#### Selected passage
First let’s import both seaborn and matplotlib using their standard import idioms along with pandas and numpy:

import pandas as pd
import numpy as np

# standard import aliases for seaborn and matplotlib
import seaborn as sns
import matplotlib.pyplot as plt

# TODO try out code examples in the documentation here

Next, we’ll load in the gapminder dataset of GDP and life expectancy across countries. Below are dsecriptions of the columns in the dataset:

  • country - The country

  • continent - The continent the country is in

  • year - The year data was collected. Ranges from 1952 to 2007 in increments of 5 years

  • lifeExp - Life expectancy at birth, in years

  • pop - Population

  • gdpPercap - GDP per capita (US$, inflation-adjusted)

# load the gapminder dataset and peek at its columns
gapminder_df = pd.read_csv("~/COMSC-341CD/data/gapminder.csv")
gapminder_df.head()
country continent year lifeExp pop gdpPercap
0 Afghanistan Asia 1952 28.801 8425333 779.445314
1 Afghanistan Asia 1957 30.332 9240934 820.853030
2 Afghanistan Asia 1962 31.997 10267083 853.100710
3 Afghanistan Asia 1967 34.020 11537966 836.197138
4 Afghanistan Asia 1972 36.088 13079460 739.981106

1.1. Provide an example of a causal question that could be asked with the variables in the dataset.

Your Response: TODO

Note

The gapminder dataset is an example where we have multiple observations per sample over time, as opposed to having a single observation per sample. We’ll learn about causal study designs that can be used to handle time series data in the second half of the course.

Seaborn has tight integration with pandas, which allows us to use pandas to filter and manipulate the data before passing it to seaborn. Let’s generate a sns.scatterplot of GDP per capita vs. life expectancy in the year 2007.

# select out the data for the year 2007
gapminder_2007_df = gapminder_df[gapminder_df['year'] == 2007]

# Notice how we can use the `data` parameter to pass in the dataframe, and the `x` and `y` parameters to specify the columns to plot.
sns.scatterplot(data=gapminder_2007_df, x="gdpPercap", y="lifeExp")
plt.title("GDP per capita vs. life expectancy in 2007")
plt.xlabel("GDP per capita (USD)")
plt.ylabel("Life expectancy (years)")
plt.show()
../_images/a7a571f347e64016ad4bfa0f3c0554590842bb6122610f293de9d1c44689d61f.png

Note

Be sure to follow the basics of good figure design when creating your plots, which includes having a title, axis labels with units, and a legend.

Additionally, many seaborn plots take a hue parameter, which allows us to group the plots by a column in our dataframe and color them differently – this is analogous to the groupby operation in pandas. Let’s color the points by continent.

# The alpha parameter controls the transparency of the points, which is useful for seeing overlapping data.
sns.scatterplot(data=gapminder_2007_df, x="gdpPercap", y="lifeExp", hue="continent", alpha=0.5)
plt.title("GDP per capita vs. life expectancy in 2007")
plt.xlabel("GDP per capita (USD)")
plt.ylabel("Life expectancy (years)")
plt.show()
../_images/a83e7a82adf9270eea9bb3c4da5bd58b3b2080381560a82abc7a082a71498baa.png

This pattern of passing in a dataframe via data, specifying the columns to plot via x and y is common across seaborn functions.

#### Provided records
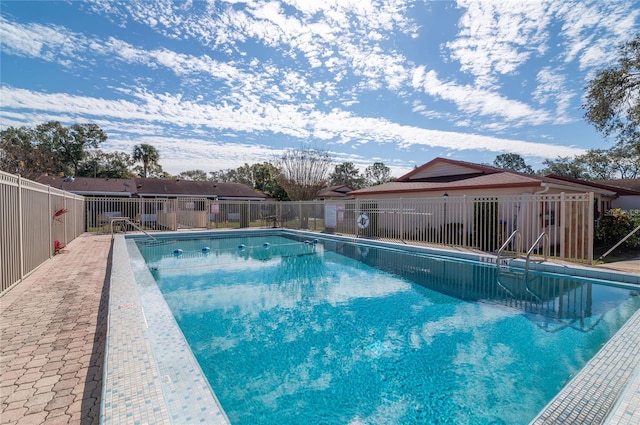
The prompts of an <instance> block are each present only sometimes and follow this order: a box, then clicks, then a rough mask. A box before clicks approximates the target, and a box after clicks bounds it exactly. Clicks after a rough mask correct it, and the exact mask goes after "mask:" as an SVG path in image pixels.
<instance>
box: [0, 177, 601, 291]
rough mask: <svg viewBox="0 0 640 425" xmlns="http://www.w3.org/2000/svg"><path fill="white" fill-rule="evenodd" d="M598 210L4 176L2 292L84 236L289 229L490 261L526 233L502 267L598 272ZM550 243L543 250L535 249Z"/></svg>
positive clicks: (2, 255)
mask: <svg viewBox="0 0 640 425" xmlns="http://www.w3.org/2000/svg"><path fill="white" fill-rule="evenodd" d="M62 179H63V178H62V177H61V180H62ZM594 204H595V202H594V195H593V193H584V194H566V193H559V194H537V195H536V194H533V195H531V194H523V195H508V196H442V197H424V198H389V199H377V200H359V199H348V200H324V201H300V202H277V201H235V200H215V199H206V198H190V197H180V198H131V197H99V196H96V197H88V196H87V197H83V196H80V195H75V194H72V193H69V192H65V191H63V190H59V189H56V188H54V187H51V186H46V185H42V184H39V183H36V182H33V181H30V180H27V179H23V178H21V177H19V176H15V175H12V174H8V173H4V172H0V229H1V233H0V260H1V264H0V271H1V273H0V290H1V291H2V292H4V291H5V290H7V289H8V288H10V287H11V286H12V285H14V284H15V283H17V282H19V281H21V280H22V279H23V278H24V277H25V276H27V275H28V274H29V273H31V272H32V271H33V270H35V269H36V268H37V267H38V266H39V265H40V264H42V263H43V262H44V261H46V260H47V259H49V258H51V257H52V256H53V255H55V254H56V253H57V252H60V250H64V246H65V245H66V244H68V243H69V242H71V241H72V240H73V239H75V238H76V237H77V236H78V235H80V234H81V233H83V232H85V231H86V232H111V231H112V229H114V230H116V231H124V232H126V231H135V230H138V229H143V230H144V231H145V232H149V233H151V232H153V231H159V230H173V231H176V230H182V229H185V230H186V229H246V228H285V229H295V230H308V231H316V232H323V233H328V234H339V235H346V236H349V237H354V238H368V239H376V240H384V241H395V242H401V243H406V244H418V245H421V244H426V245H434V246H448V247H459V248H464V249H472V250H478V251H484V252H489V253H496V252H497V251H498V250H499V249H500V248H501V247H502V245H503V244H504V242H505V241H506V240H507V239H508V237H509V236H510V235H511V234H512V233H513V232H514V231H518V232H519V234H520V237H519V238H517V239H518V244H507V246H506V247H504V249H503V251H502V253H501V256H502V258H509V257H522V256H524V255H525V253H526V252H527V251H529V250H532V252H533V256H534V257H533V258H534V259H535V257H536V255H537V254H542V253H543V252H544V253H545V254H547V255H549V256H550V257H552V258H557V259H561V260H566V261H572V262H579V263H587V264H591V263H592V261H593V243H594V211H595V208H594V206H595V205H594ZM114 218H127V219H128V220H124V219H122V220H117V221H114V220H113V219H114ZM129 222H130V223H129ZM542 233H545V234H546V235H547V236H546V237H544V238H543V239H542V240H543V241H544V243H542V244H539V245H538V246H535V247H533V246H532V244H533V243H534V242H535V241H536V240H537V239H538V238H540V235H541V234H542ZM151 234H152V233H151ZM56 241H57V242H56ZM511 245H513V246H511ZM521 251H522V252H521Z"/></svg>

#### Activity list
a – Condense the paragraph of the seaborn tutorial that begins "Additionally, many seaborn plots take a hue parameter" into a short bulleted list that keeps its main facts.
b – Supply what comes next in the seaborn tutorial, starting after its final sentence.

#### Expected results
a –
- Many seaborn plots accept a hue parameter.
- hue groups the plot by a dataframe column and gives each group its own color.
- This is analogous to the groupby operation in pandas.
- The next plot colors the points by continent.

b –
1.2. Generate a sns.lineplot of life expectancy over time for three countries of your choice, where the lines are colored by country.

# TODO your code here

# three countries to plot
countries = []

We’ll also frequently visualize the shape or distribution of a variable through histograms or kernel density estimates (kde plots). Seaborn again provides convenient functions for this.

Let’s again look at the 2007 data, but now examine the distribution of life expectancy for three continents through a sns.histplot. Here the y-axis will be the frequency of data points in a discrete number of bins. Experiment with the bins parameter, which controls the number of bins to use in the histogram, to see how it affects the ease of visualizing the different distributions.

continent_2007_df = gapminder_2007_df[gapminder_2007_df['continent'].isin(['Asia', 'Europe', 'Africa'])]
# Note that we only need to specify the x parameter here, as the y-axis is the data count within a bin
# TODO experiment with the lower and higher values of the bins parameter. 
# Do different settings make it easier or harder to see the shape of the distribution?
sns.histplot(data=continent_2007_df, x="lifeExp", hue="continent", bins=40)
plt.title("Distribution of Life Expectancy in 2007: Asia, Europe, Africa")
plt.xlabel("Life Expectancy")
plt.ylabel("Frequency")
plt.show()
../_images/b17a7bd6333ff2f64ab3fabf2f1d6dae90a098849dd5c1204a86e25ae4885483.png

It is a little difficult to see the shape of the distribution with the bins overlaid on top of each other, so let’s use a sns.kdeplot to produce an another view on the data. KDE plots visualize the distribution of observations, much like a histogram, but apply a smoothing transformation to make the shape of the distribution easier to see.

1.3. Create a kde plot for the life expectancy of the three continents below, using the same parameters as the histogram above, except omit the bins parameter:

# TODO your code here

1.4. Briefly describe differences that you observe between the distributions of life expectancy for the three continents. Some questions to consider:

  • Around what values are the peaks of the distributions (central tendency)?

  • Do some of the distributions seem more or less spread out than others (variability)?

  • Do any of the distributions seem to have multiple peaks (multimodality)?

  • Do any of the distributions seem to have “tails” where there are fewer observations at relatively extreme values for the continent?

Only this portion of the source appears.